PAGE TEXT.

==*==

Mr Trump arrived at a nearby airport aboard his private Boeing 757 with camera crews present to watch him disembark as if he were still president, though without the massive security bubble or coterie of aides that accompanies an actual chief executive.
Speaking alongside members of the community who were arrayed behind him as a campaign-style backdrop, Mr Trump praised first responders and railroad workers for “serving bravely” over the two weeks following the Norfolk Southern freight train derailment and subsequent controlled burn of toxic chemicals approved by state and local authorities.
The twice-impeached ex-president also bragged of having brought cases of the Trump-branded bottled water used at his Mar-a-Lago club for use by East Palestine residents, with video of his arrival showing pallets of drinking water being unloaded by volunteers.

==*==

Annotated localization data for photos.
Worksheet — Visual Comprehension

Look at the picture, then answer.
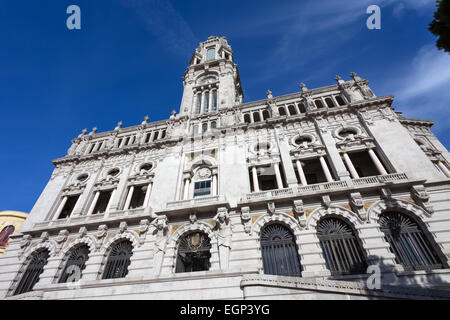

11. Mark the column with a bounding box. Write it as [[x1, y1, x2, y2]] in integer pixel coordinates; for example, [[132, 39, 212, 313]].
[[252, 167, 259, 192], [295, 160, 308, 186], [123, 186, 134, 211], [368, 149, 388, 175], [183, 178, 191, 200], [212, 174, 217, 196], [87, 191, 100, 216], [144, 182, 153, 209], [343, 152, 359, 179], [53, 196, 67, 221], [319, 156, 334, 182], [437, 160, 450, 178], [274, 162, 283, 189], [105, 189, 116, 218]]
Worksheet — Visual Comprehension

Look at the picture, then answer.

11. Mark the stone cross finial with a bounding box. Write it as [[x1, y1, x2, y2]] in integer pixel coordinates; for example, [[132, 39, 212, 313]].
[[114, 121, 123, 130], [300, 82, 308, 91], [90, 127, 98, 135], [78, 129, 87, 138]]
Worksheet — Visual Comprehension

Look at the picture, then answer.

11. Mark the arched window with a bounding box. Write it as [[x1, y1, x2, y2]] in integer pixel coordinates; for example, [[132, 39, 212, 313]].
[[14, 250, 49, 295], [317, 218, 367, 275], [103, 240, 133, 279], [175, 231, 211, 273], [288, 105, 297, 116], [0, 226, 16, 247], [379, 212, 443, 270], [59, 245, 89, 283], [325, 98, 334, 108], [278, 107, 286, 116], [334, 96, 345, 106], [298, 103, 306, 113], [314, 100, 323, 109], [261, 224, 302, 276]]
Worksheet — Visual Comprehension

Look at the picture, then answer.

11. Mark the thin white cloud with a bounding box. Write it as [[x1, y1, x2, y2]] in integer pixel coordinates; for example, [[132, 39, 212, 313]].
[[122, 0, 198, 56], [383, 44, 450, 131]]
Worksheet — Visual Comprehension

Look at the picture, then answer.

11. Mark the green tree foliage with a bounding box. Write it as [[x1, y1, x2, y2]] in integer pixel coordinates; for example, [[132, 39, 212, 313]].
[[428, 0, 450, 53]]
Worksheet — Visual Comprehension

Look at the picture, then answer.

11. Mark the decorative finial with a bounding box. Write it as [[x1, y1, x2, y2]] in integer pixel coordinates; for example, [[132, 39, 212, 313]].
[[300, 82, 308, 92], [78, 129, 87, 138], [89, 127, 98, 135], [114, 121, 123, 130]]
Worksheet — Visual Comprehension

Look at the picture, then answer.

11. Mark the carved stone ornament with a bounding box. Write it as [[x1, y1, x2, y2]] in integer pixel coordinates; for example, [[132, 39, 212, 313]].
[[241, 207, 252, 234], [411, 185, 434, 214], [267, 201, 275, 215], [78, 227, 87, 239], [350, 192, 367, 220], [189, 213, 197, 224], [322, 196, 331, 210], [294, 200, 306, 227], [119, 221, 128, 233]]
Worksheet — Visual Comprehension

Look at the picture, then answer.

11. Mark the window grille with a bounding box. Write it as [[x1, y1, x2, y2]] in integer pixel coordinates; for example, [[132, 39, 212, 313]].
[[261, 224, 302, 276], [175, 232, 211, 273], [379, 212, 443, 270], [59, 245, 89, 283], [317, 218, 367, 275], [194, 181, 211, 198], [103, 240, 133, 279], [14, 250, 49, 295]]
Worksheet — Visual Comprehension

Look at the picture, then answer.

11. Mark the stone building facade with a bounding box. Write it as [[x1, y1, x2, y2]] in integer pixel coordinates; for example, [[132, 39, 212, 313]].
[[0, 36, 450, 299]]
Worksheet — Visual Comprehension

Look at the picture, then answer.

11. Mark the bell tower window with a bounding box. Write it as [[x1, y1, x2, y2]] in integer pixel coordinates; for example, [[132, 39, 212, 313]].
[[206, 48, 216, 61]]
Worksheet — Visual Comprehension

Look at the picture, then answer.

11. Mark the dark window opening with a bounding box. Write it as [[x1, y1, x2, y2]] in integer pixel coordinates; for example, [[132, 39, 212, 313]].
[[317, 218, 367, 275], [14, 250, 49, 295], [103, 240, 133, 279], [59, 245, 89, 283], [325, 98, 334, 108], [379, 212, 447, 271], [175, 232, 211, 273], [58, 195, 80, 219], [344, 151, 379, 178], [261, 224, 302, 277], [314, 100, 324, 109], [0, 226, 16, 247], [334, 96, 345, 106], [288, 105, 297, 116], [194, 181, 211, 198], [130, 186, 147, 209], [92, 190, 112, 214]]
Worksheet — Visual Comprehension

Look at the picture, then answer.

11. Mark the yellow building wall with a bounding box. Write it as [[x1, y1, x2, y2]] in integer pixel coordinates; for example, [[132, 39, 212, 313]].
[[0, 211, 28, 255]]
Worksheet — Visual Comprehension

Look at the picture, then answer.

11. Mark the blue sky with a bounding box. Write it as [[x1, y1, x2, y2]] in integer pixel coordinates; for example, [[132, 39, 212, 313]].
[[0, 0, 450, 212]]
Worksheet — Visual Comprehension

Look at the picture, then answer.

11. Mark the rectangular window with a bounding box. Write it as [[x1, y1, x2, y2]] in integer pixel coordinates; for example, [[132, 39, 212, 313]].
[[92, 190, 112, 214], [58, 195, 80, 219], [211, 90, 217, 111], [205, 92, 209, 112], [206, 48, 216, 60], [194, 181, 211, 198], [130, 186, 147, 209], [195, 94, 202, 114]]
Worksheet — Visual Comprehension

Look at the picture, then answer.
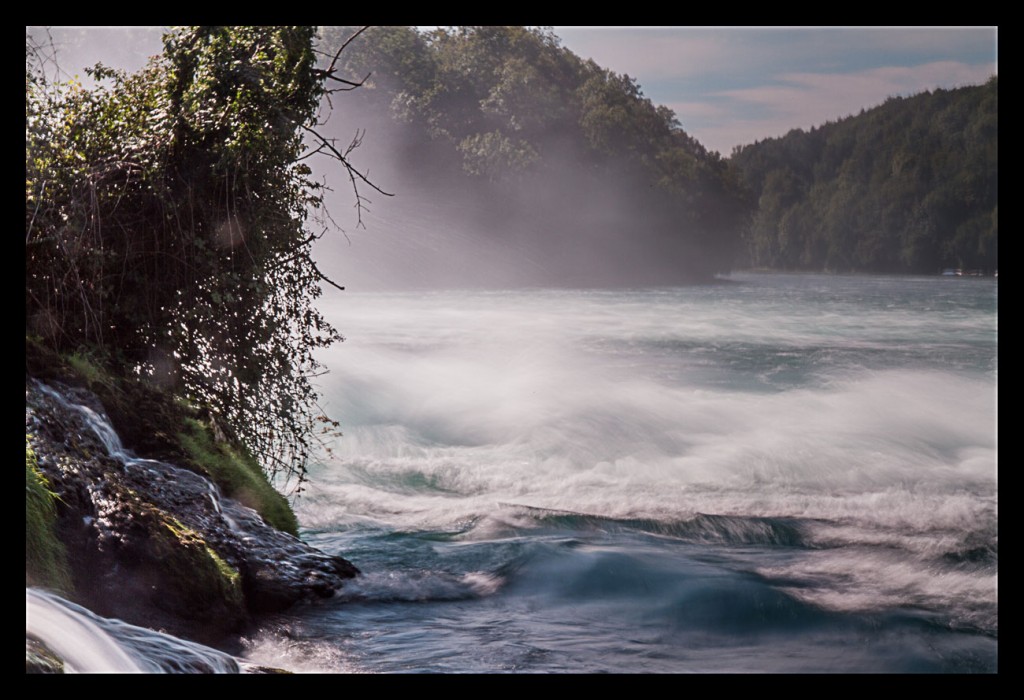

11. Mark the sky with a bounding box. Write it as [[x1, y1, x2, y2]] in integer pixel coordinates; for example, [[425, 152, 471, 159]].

==*==

TASK DIRECTIONS.
Carry the report on Trump's visit to East Palestine further, picking up after its last sentence. The records were taken from a different source than the text.

RESPONSE AREA.
His arrival in East Palestine was meant as a rebuke to President Joe Biden, who has been overseas meeting with world leaders to mark the one-year anniversary of Russia’s war against Ukraine. Mr Trump, whose 2016 election victory was aided by what the Justice Department found to be a “sweeping and systematic” campaign of interference on his behalf by the Russian government, has often denounced Mr Biden for his support of Ukraine’s defence.
Asked if he had a message for the man who defeated him in 2020, Mr Trump replied: “Get over here”.
He acknowledged the town’s mayor, Trent Conaway, at one point implying that his size makes him easily identifiable.
“I also want to recognise a man who has been working tirelessly for this community since the beginning of the nightmare,” Mr Trump said. “Trent? Where is Trent. He’s very easy to find.”
Mr Trump also purportedly bought McDonald’s for first responders during his visit.
He also repeated what has become an oft-voiced but false claim about Mr Biden’s lack of interest in helping the Ohio town, which voted overwhelmingly for the ex-president in 2020.
He claimed Mr Biden and the Federal Emergency Management Agency “said they would not send federal aid to East Palestine under any circumstance,” and suggested that his announcement of plans to visit the town caused the federal government to act.
Both of those statements, however, were false.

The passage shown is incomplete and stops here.